- _Given request_
Below are some records; retype all of them exactly.
************
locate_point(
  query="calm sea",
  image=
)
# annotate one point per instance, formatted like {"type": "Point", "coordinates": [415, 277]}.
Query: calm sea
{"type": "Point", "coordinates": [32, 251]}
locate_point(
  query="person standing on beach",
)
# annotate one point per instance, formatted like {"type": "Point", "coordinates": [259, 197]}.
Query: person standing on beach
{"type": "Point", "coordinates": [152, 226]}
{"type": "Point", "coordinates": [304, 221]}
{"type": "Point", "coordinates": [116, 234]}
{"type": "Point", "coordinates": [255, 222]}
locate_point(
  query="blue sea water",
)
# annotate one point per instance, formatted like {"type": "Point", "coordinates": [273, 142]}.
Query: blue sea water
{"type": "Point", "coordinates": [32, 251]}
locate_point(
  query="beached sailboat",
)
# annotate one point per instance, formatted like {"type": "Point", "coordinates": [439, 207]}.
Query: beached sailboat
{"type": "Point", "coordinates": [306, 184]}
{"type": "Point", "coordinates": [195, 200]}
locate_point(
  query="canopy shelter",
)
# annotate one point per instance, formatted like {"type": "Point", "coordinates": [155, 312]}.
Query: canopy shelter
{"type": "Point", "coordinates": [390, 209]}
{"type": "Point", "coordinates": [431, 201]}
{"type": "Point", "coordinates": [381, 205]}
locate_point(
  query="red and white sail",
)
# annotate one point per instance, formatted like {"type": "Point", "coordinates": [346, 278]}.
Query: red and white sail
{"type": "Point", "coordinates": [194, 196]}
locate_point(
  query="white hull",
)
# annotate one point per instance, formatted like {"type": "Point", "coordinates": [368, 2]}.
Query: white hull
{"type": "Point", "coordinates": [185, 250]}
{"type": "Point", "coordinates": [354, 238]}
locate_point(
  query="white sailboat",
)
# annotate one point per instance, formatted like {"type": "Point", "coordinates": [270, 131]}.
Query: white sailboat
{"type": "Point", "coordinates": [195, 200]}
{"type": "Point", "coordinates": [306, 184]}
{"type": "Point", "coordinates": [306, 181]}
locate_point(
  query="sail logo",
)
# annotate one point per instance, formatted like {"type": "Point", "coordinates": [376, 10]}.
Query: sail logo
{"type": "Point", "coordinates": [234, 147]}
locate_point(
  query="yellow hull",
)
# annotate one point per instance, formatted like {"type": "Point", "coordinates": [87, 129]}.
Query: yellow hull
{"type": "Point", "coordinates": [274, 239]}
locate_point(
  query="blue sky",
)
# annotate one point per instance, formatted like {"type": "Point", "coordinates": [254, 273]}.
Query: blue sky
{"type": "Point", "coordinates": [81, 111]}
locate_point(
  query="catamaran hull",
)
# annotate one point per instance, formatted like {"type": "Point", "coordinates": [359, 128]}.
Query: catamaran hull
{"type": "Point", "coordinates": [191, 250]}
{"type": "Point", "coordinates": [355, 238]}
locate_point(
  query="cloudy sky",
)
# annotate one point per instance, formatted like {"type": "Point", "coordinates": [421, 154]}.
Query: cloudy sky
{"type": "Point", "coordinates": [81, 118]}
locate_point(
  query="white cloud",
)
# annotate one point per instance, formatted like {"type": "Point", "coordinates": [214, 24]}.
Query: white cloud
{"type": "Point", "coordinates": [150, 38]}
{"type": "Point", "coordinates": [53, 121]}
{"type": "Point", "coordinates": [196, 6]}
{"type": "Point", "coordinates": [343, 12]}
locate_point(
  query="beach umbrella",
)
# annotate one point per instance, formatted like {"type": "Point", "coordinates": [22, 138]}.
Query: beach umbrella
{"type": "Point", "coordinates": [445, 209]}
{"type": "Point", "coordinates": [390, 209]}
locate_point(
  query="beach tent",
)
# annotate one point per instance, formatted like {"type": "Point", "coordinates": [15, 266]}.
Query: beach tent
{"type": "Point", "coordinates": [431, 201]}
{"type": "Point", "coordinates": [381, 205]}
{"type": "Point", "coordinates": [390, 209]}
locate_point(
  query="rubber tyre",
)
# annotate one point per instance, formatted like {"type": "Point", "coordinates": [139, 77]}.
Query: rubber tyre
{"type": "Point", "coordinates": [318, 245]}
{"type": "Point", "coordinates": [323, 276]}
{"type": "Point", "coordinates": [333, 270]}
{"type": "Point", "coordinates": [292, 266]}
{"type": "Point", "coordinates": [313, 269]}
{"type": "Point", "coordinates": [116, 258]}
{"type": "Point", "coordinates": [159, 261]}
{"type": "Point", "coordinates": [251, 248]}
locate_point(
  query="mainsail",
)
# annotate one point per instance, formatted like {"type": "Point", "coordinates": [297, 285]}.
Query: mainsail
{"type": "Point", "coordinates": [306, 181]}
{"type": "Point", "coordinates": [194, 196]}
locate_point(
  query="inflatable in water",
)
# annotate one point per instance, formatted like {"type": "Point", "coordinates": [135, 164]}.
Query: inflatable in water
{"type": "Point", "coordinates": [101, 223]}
************
- _Output of the task_
locate_point(
  query="calm sea",
  image=
)
# annotate one point per instance, formatted like {"type": "Point", "coordinates": [415, 277]}.
Query: calm sea
{"type": "Point", "coordinates": [32, 251]}
locate_point(
  query="person standing on beach",
)
# annotate one point per instance, formatted like {"type": "Point", "coordinates": [259, 197]}.
Query: person standing on beach
{"type": "Point", "coordinates": [152, 226]}
{"type": "Point", "coordinates": [304, 221]}
{"type": "Point", "coordinates": [116, 234]}
{"type": "Point", "coordinates": [255, 222]}
locate_point(
  query="blue sea water",
)
# annotate one point per instance, formatted like {"type": "Point", "coordinates": [273, 142]}.
Query: blue sea water
{"type": "Point", "coordinates": [32, 251]}
locate_point(
  query="beached sailboat",
)
# annotate one point per instance, formatted like {"type": "Point", "coordinates": [439, 207]}.
Query: beached sailboat
{"type": "Point", "coordinates": [306, 184]}
{"type": "Point", "coordinates": [195, 200]}
locate_point(
  query="canopy shelter",
)
# annotate one point per instance, formatted like {"type": "Point", "coordinates": [155, 312]}.
Query: canopy shelter
{"type": "Point", "coordinates": [390, 209]}
{"type": "Point", "coordinates": [431, 201]}
{"type": "Point", "coordinates": [381, 205]}
locate_point(
  query="red and white sail",
)
# annotate one point per instance, formatted like {"type": "Point", "coordinates": [346, 278]}.
Query: red and white sail
{"type": "Point", "coordinates": [194, 196]}
locate_point(
  query="white hull",
)
# annotate one point per instance, formatted like {"type": "Point", "coordinates": [368, 2]}.
Query: white hull
{"type": "Point", "coordinates": [185, 250]}
{"type": "Point", "coordinates": [354, 238]}
locate_point(
  query="white sailboat",
)
# annotate one point per instance, formatted like {"type": "Point", "coordinates": [270, 131]}.
Query: white sailboat
{"type": "Point", "coordinates": [195, 200]}
{"type": "Point", "coordinates": [306, 184]}
{"type": "Point", "coordinates": [306, 181]}
locate_point(
  query="sail logo",
)
# annotate one point per instance, formatted like {"type": "Point", "coordinates": [376, 10]}.
Query: sail logo
{"type": "Point", "coordinates": [234, 147]}
locate_point(
  query="yellow hull",
)
# annotate one point per instance, formatted like {"type": "Point", "coordinates": [87, 129]}.
Query: yellow hull
{"type": "Point", "coordinates": [274, 239]}
locate_point(
  query="blue sky",
)
# annotate one point per instance, formatted like {"type": "Point", "coordinates": [254, 273]}.
Query: blue sky
{"type": "Point", "coordinates": [81, 111]}
locate_point(
  query="catamaran hull",
)
# annotate one point per instance, formatted like {"type": "Point", "coordinates": [359, 128]}.
Query: catamaran hull
{"type": "Point", "coordinates": [191, 250]}
{"type": "Point", "coordinates": [355, 238]}
locate_point(
  query="cloudy sky",
)
# annotate one point per instance, formatted like {"type": "Point", "coordinates": [421, 154]}.
Query: cloudy sky
{"type": "Point", "coordinates": [81, 118]}
locate_point(
  query="white cloud",
)
# annotate one point per instance, formatted like {"type": "Point", "coordinates": [214, 24]}.
Query: white cloud
{"type": "Point", "coordinates": [150, 38]}
{"type": "Point", "coordinates": [53, 121]}
{"type": "Point", "coordinates": [196, 6]}
{"type": "Point", "coordinates": [343, 12]}
locate_point(
  query="beach umbrella",
)
# annotate one point per instance, formatted like {"type": "Point", "coordinates": [22, 138]}.
Query: beach umbrella
{"type": "Point", "coordinates": [445, 209]}
{"type": "Point", "coordinates": [390, 209]}
locate_point(
  query="beach tent",
)
# annotate one point per instance, formatted like {"type": "Point", "coordinates": [15, 266]}.
Query: beach tent
{"type": "Point", "coordinates": [431, 201]}
{"type": "Point", "coordinates": [381, 205]}
{"type": "Point", "coordinates": [390, 209]}
locate_point(
  query="rubber tyre",
)
# annotate one point per instance, formatted like {"type": "Point", "coordinates": [139, 77]}.
Query: rubber tyre
{"type": "Point", "coordinates": [318, 245]}
{"type": "Point", "coordinates": [323, 276]}
{"type": "Point", "coordinates": [333, 270]}
{"type": "Point", "coordinates": [292, 266]}
{"type": "Point", "coordinates": [313, 269]}
{"type": "Point", "coordinates": [116, 258]}
{"type": "Point", "coordinates": [159, 261]}
{"type": "Point", "coordinates": [251, 248]}
locate_point(
  query="mainsail",
)
# annotate one point per instance, formatted like {"type": "Point", "coordinates": [297, 285]}.
Query: mainsail
{"type": "Point", "coordinates": [306, 181]}
{"type": "Point", "coordinates": [194, 196]}
locate_point(
  query="inflatable in water",
)
# annotate one point per instance, formatted like {"type": "Point", "coordinates": [135, 164]}.
Query: inflatable in water
{"type": "Point", "coordinates": [101, 223]}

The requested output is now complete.